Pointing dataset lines
________________________
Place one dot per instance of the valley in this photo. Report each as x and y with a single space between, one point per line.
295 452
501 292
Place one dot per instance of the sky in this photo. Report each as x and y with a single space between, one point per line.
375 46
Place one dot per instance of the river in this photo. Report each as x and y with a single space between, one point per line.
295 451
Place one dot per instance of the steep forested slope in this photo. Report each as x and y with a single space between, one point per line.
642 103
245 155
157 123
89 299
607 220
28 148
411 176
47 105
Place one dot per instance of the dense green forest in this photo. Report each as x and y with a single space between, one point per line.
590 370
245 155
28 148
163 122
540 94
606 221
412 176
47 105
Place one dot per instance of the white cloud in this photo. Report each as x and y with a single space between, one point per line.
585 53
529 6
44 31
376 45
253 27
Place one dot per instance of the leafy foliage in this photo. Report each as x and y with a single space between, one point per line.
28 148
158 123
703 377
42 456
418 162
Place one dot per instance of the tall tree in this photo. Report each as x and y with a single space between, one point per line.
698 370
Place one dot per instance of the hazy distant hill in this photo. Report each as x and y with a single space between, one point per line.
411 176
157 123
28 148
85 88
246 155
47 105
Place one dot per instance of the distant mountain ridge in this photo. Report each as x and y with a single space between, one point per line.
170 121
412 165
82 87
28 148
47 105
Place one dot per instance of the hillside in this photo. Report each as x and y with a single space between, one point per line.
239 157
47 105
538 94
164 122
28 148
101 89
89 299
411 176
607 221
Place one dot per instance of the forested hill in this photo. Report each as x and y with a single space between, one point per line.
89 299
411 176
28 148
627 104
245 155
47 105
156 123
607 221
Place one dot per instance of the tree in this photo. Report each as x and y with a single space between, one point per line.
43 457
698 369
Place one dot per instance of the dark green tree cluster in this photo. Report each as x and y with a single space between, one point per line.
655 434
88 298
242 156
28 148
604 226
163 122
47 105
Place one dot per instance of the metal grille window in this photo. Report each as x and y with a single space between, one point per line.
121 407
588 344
________________________
■ **Exercise requirements**: Put these lines into a JSON list of strings, one string per line, and leave out any blank lines.

■ **Finished task**:
[
  "Place one dot per instance of the valley in this photo. Report each as x and y with a single space between, one point per line.",
  "295 452",
  "501 292",
  "Place one dot per instance of the sky in this photo. Report each as x and y with a single space between, one point per line.",
  "375 46",
  "Place one dot per instance of the river in this photo. Report each as x and y with a single space between, one point per line.",
  "295 451",
  "Place one dot per instance of the steep forested slope in this photo. Report each as x and y with a single space between, one point per line.",
  "642 103",
  "245 155",
  "157 123",
  "89 299",
  "607 220",
  "28 148",
  "411 176",
  "47 105",
  "Place one dot per instance of the dense green forest in this photo. Report each as x and y with a single space between, one point per line.",
  "590 370",
  "245 155",
  "28 148",
  "163 122",
  "540 94",
  "606 221",
  "412 176",
  "47 105",
  "Place one dot per instance of the white cloud in this photo. Report each as x and y with a single space between, one point per line.",
  "585 53",
  "529 6",
  "44 31",
  "376 45",
  "253 27",
  "Place one dot per instance of the leafy foliage in this photo. Report each as x and y with a single space between, one point per line.",
  "28 148",
  "158 123",
  "703 377",
  "42 456",
  "418 162",
  "Place one dot per instance of the tall tree in this photo. Report each as x and y with a single space between, one point per line.",
  "698 370",
  "Place one dot per instance of the hazy distant hill in this photo. Report each as x and y with a single space between, one point per line.",
  "411 176",
  "157 123",
  "28 148",
  "85 88",
  "246 155",
  "47 105",
  "Place one dot per instance of the distant mountain ridge in this photo. Report each as x and y with a single space between, one point per line.",
  "170 121",
  "412 165",
  "82 87",
  "28 148",
  "47 105",
  "Place one dot per instance of the hillside in this photo. Report each as x and y with a single space between, one point per line.",
  "239 157",
  "47 105",
  "538 94",
  "164 122",
  "28 148",
  "101 89",
  "89 299",
  "411 176",
  "607 221",
  "Place one dot per instance of the forested hill in this photo. Report each as x and y with a single space between, one point per line.",
  "89 299",
  "411 176",
  "28 148",
  "627 104",
  "245 155",
  "47 105",
  "156 123",
  "607 221",
  "Place one dot per instance of the tree in this photo. Report each as x and y with a single space between, one point per line.",
  "43 457",
  "698 369",
  "Place one dot per instance of the dark green tree cluster in this photo. Report each as x and y with a single space between, one point per line.",
  "655 434",
  "88 298",
  "242 156",
  "28 148",
  "604 226",
  "163 122",
  "47 105",
  "Place one dot per instance of the metal grille window in this photo. Report each as x and y with a single space between, one point per line.",
  "121 407",
  "588 344"
]